# PROBLEM DETAILS:
Rewrite the data below, substituting "warm-up exercise" for every occurrence of "practice step" and leaving everything else unchanged. Omit the pictures from your answer.
──────────────────────────────
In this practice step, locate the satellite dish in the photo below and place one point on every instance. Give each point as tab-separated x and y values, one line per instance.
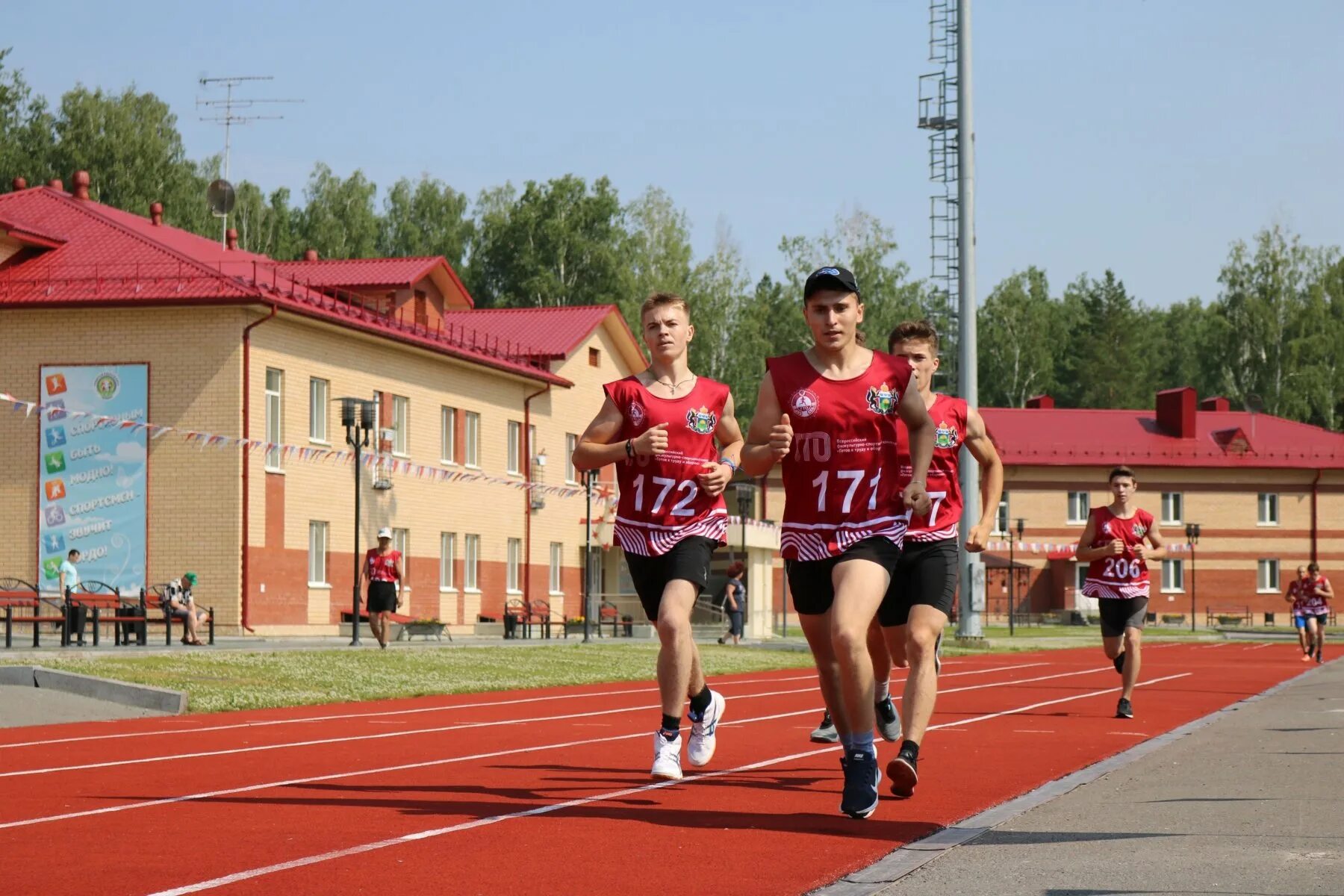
221	198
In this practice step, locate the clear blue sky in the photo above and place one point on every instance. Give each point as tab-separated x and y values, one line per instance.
1136	136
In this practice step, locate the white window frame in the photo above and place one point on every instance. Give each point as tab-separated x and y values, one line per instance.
472	433
514	437
514	567
571	444
275	418
1174	508
557	567
317	393
447	558
1075	497
1174	576
448	435
1003	520
470	563
402	541
1266	508
401	425
1266	576
317	541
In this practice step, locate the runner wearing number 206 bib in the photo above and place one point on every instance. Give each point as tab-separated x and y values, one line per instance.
1113	547
830	417
659	428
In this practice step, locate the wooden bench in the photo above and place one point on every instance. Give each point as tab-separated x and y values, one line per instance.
16	595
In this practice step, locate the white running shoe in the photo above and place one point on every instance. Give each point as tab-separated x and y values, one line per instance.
703	734
667	756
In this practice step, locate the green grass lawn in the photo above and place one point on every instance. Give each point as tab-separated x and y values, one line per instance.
237	680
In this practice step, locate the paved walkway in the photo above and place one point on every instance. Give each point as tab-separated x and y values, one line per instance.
1251	803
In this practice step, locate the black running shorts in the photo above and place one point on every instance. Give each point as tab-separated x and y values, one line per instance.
382	597
811	583
1119	615
927	574
688	559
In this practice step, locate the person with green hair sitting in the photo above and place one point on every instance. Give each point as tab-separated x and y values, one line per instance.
179	605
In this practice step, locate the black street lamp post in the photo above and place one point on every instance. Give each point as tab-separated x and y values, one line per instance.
1192	539
356	415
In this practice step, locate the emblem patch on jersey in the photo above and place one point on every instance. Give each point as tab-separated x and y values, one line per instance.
804	403
882	399
702	421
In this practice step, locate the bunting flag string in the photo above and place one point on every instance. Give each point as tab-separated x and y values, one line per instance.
308	454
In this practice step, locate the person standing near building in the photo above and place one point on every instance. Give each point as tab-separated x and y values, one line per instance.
1316	609
924	586
1293	597
383	573
660	428
1117	575
828	415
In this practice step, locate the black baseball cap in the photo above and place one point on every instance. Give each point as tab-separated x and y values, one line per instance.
833	277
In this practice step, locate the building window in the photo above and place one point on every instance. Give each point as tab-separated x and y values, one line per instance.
317	554
470	561
515	430
448	435
401	418
401	541
317	410
1266	576
1174	575
557	559
1078	505
275	415
447	555
473	438
1266	508
1001	516
1174	507
515	563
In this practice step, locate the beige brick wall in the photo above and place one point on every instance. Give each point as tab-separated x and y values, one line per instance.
195	367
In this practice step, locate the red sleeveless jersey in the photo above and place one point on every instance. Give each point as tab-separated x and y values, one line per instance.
949	421
840	476
1124	575
662	501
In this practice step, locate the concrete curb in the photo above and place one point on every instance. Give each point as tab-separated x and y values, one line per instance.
877	877
128	695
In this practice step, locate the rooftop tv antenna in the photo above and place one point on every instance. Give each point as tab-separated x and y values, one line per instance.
221	193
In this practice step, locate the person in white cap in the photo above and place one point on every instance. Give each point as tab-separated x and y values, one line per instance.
383	571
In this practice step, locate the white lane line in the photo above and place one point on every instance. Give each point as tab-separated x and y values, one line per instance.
429	763
463	726
423	709
570	803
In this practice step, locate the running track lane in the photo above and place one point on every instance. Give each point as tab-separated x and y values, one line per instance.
551	818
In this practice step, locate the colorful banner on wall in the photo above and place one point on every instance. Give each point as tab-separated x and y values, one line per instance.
90	476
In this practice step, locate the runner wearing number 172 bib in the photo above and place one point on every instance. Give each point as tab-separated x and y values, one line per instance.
1113	547
828	415
659	428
──────────────────────────────
# COMPLETE ANSWER:
In this warm-up exercise, locate the satellite dish in the photo below and place one point on every instance. Give each point as tab-separated x and y values, one line per instance.
221	198
In this warm-up exercise, locate the clear blue sky in the photo above and place one point on every instance. Give each point as tab-separated x and y values, one line per instance.
1136	136
In this warm-up exercise, locate the white window frame in the photo above and place one point on every instance. Give each point as tab-separated x and y values, one line per instance.
472	433
514	437
514	567
571	444
275	418
1174	508
557	567
317	393
447	558
1075	497
1174	576
448	435
1003	520
470	563
402	541
1266	508
401	425
1266	576
317	541
In this warm-up exercise, locate the runner wearing number 206 bib in the photo above and place one point on every instance. Give each point as tab-separated x and y values, one line per instance.
1113	547
830	417
659	428
In this warm-up exercise, locate the wooden bench in the photo above and place one point on every instance. Give each point as tab-separated x and y values, one line per instance.
16	595
In this warm-up exercise, locate the white running shoe in the photo above and place one point on every instance. Give each point as tab-separated x and y values, one line per instance.
703	734
667	756
In this warm-up exercise, locate the green grass lawn in the photo above and place one point on every instance. Give each point as tab-separated x and y values, one line per instance.
237	680
In this warm-up exercise, locate the paved walkway in the photo above and place one point on every instance. Give each point as tab-separated x and y values, one line per instance.
1251	803
In this warm-up exercise, locate the black running shorts in the photo above and place one point on every instance. Give each point as tab-separated x and y values, one line per instance.
382	597
811	583
1119	615
927	574
688	559
In this warm-up exercise, locate the person with green hair sitting in the photo above and place one point on every instance. Give each point as tab-separated x and y values, one line per instance.
179	605
In this warm-up exercise, locate the black street lamp post in the photo above and place one point on every instance. Give each point as tab-separated x and y values, one line per instance.
1192	539
356	415
In this warm-up exercise, locate the emblem patch on jersey in the photo above and place one point on every instance. Give each point as tab-separated x and y values, one line per instance.
804	403
882	399
702	421
In this warm-up exercise, locate the bunting flag string in the photo above and place one point on every instance. Give each point as tab-separated x and y values, one line per instance.
308	454
In this warm-up exercise, locate the person standing near building in the photo above and place one point on every instance. Give each point as tab-separated x and y values, one line per instance.
1316	609
924	586
1293	597
383	573
660	428
1117	575
828	415
In this warm-up exercise, locate the black baseball cap in the photo above and place one point on every instance. Give each point as tab-separated x and y values, one line per instance.
833	277
In this warm-up exercise, locate the building window in the photo above and place one point on every instance. Give each point as tab-separated x and y values, one line per instance.
317	554
470	561
515	430
448	435
401	418
401	541
317	410
1266	576
1174	575
557	559
1078	505
275	415
447	555
473	438
1266	508
1001	516
1174	507
515	563
In this warm-up exercise, locate the beige brick wall in the photo above and place one point on every instance. Give each point as tab-separated x and y values, one line per instance.
195	367
In this warm-up exercise, locate the red sleeveless jersey in the photo above and place one point on every instance. Give each point as tab-separated x and y values, one line per instance.
949	421
840	476
1124	575
662	501
In this warm-up exercise, locate the concrete curb in the photo above and place one point on every instance. Give each point as tab-separated x and y values, one line per instance.
877	877
128	695
In this warm-up exercise, locate the rooftop tv antenna in the photo above and place one point on every instance. Give each point as tab-separated x and y values, one line per instance.
221	193
In this warm-up exercise, locate the person in white cap in the photo above and place one point on every instance. Give each point as tab-separated x and y values, one line per instance.
383	571
In this warm-up exercise, locate the white lane line in the photo above and place one point on every instance. Give each point as tab-separated x and y values, one line per instance.
429	763
463	726
423	709
570	803
In this warm-up exercise, locate the running track lane in the photo above and place one point on every instance. Give each point as tab-separated x and y values, one line per instance.
551	818
In this warm-up exercise, locate the colorful banner on wall in the photo above and place one point on every instance. Give each point as tab-separated x and y values, one line per instance.
90	476
In this warm-up exercise, locate the runner wearing number 172 bib in the photo above and place one point on every instance. Give each point as tab-separated x and y values, one line per instance.
1113	547
828	415
659	428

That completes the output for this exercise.